# START OF Extracted entries

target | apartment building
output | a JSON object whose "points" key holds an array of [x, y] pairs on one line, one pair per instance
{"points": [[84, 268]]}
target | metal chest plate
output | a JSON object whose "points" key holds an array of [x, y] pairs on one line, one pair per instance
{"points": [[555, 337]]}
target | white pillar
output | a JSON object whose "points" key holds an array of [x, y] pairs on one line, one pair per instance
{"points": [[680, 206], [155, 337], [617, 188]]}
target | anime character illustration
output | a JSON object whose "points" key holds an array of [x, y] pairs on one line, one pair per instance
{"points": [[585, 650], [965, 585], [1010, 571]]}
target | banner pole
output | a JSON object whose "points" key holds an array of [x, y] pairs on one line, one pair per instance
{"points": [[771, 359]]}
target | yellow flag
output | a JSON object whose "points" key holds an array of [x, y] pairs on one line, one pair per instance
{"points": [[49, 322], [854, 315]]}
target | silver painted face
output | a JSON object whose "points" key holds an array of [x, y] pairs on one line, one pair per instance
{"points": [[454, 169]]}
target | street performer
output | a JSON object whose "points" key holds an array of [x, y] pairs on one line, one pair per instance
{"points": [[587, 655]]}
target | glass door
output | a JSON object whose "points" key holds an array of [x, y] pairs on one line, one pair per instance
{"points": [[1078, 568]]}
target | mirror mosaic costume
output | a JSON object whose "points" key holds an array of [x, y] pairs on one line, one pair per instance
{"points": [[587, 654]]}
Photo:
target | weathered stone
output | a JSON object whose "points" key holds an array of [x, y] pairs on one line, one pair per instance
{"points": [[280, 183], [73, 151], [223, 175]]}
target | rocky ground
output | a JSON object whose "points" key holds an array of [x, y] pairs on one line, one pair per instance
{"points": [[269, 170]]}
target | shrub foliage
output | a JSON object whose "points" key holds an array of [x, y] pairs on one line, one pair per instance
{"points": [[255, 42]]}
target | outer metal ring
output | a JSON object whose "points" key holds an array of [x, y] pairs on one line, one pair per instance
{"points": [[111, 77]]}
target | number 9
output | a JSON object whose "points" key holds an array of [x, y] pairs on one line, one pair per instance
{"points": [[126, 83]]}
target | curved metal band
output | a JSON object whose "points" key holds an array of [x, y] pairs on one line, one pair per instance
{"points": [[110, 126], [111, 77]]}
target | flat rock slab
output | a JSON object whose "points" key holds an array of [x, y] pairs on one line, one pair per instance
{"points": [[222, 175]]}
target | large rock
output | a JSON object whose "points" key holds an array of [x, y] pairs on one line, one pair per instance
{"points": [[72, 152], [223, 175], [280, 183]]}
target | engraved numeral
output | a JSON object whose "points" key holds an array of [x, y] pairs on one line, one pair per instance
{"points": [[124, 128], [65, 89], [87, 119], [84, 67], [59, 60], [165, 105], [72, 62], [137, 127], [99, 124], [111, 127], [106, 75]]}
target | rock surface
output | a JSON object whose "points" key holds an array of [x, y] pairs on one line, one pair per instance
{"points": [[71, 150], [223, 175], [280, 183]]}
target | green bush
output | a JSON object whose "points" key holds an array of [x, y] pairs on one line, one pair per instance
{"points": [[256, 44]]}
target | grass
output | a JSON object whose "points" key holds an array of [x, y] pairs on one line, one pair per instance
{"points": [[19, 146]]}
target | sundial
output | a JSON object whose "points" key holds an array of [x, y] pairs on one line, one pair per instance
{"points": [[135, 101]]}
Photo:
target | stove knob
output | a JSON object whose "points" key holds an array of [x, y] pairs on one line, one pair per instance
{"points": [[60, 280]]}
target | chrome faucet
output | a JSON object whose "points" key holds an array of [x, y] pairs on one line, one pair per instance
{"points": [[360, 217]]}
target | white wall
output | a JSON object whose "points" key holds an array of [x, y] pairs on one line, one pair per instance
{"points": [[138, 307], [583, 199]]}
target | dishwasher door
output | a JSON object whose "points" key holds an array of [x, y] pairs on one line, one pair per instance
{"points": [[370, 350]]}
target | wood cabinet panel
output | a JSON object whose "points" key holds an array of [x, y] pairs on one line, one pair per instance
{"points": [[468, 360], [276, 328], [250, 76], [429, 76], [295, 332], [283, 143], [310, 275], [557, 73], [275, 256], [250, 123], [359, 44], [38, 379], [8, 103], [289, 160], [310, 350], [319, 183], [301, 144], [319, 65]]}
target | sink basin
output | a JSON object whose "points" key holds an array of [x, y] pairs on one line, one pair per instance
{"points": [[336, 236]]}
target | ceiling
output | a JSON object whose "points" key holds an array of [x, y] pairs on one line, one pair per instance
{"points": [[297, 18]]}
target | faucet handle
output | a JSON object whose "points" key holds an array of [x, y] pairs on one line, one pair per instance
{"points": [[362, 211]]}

# END OF Extracted entries

• _Exercise aim_
Exactly reproduce every line of the data above.

• _Answer for this exercise_
target | apartment building
output | a JSON object whose "points" key holds an array of [x, y] pairs on one line, one pair per instance
{"points": [[84, 268]]}
target | metal chest plate
output | a JSON object whose "points" key holds an array of [x, y] pairs on one line, one pair per instance
{"points": [[555, 337]]}
target | white pillar
output | a JSON object whose "points" key holds an array of [x, y] pairs on one line, one pair per instance
{"points": [[680, 206], [155, 337], [617, 188]]}
target | anime character illustration
output | a JSON object whose "points" key holds an array of [x, y] pairs on one line, one pair per instance
{"points": [[585, 650], [965, 585], [1010, 571]]}
target | banner pole
output | a JSON object whose "points" key holds an array of [x, y] pairs on one line, one pair per instance
{"points": [[771, 359]]}
target | yellow flag
output | a JSON object whose "points" key holds an array of [x, y] pairs on one line, one pair per instance
{"points": [[49, 322], [854, 315]]}
target | silver painted face
output | a JSON object whose "points" key holds an array of [x, y] pairs on one line, one pair per instance
{"points": [[454, 169]]}
target | street performer
output | a JSON object whose "points" key holds an array of [x, y] pairs on one line, one pair per instance
{"points": [[587, 655]]}
target | glass door
output | a JSON object whose "points" key holds an array of [x, y] pairs on one line, one pair per instance
{"points": [[1078, 568]]}
target | mirror mosaic costume
output | a JSON object whose "points" key holds an array of [x, y] pairs on one line, one pair per instance
{"points": [[587, 654]]}
Photo:
target | weathered stone
output | a JSON object whose "points" key holds an array of [x, y] pairs on one line, one pair per instance
{"points": [[280, 183], [73, 151], [223, 175]]}
target | rocky ground
output | a JSON object whose "points" key holds an array of [x, y] pairs on one line, one pair per instance
{"points": [[269, 170]]}
target | shrub foliage
output | a JSON object whose "points" key holds an array of [x, y] pairs on one line, one pair per instance
{"points": [[255, 42]]}
target | outer metal ring
output | a JSON object whose "points" key holds an array of [x, y] pairs on one line, one pair per instance
{"points": [[111, 77]]}
target | number 9
output | a JSON object whose "points" key holds an array of [x, y] pairs on one line, one pair per instance
{"points": [[126, 83]]}
target | curved metal band
output | a JSON object whose "points" key holds an array of [x, y] pairs on one line, one pair per instance
{"points": [[110, 126], [111, 77]]}
target | flat rock slab
output | a JSON object whose "points" key holds an array of [x, y] pairs on one line, one pair per instance
{"points": [[222, 175]]}
target | large rock
output | a JSON object whose "points" key holds an array of [x, y] pairs on one line, one pair per instance
{"points": [[72, 152], [223, 175], [280, 183]]}
target | engraved numeral
output | a JSON object whose "points" key holds an array of [x, y] pairs on one line, one pair per instance
{"points": [[124, 128], [65, 89], [87, 119], [84, 67], [59, 60], [165, 105], [72, 62], [137, 127], [99, 124], [111, 127], [106, 75]]}
target | rock surface
output | a JSON object whose "points" key holds an array of [x, y] pairs on one line, one pair per instance
{"points": [[71, 150], [223, 175], [280, 183]]}
target | green bush
output | a JSON object whose "points" key holds an array of [x, y] pairs on one line, one pair per instance
{"points": [[256, 44]]}
target | grass
output | a JSON object whose "points" key holds an array of [x, y] pairs on one line, one pair per instance
{"points": [[19, 146]]}
target | sundial
output | a JSON object whose "points" key holds an array of [x, y] pairs on one line, one pair per instance
{"points": [[135, 101]]}
Photo:
target | stove knob
output | a JSON object whose "points" key holds an array of [x, y] pairs on one line, one pair per instance
{"points": [[60, 280]]}
target | chrome faucet
output | a JSON object whose "points" key holds an array of [x, y] pairs on one line, one pair per instance
{"points": [[360, 217]]}
target | white wall
output | a JSON object whose "points" key holds an array of [x, y] pairs on one line, one pair per instance
{"points": [[138, 307], [583, 199]]}
target | dishwasher door
output | a JSON object whose "points" key holds an array of [x, y] pairs on one line, one pair per instance
{"points": [[370, 350]]}
target | wood cabinet panel
output | a JSON object whose "points" key holds an array of [x, y] pairs on one line, one pair per instance
{"points": [[468, 360], [276, 328], [250, 76], [429, 76], [295, 332], [283, 143], [310, 275], [557, 73], [275, 256], [250, 123], [359, 44], [38, 379], [8, 103], [289, 160], [310, 350], [319, 183], [301, 144], [319, 65]]}
target | sink basin
output | a JSON object whose "points" key holds an array of [x, y] pairs on one line, one pair per instance
{"points": [[336, 236]]}
target | ceiling
output | a JSON object whose "points" key holds an array of [x, y] pairs on one line, one pair per instance
{"points": [[297, 18]]}
target | faucet handle
output | a JSON object whose "points" key holds an array of [x, y] pairs on one line, one pair per instance
{"points": [[362, 211]]}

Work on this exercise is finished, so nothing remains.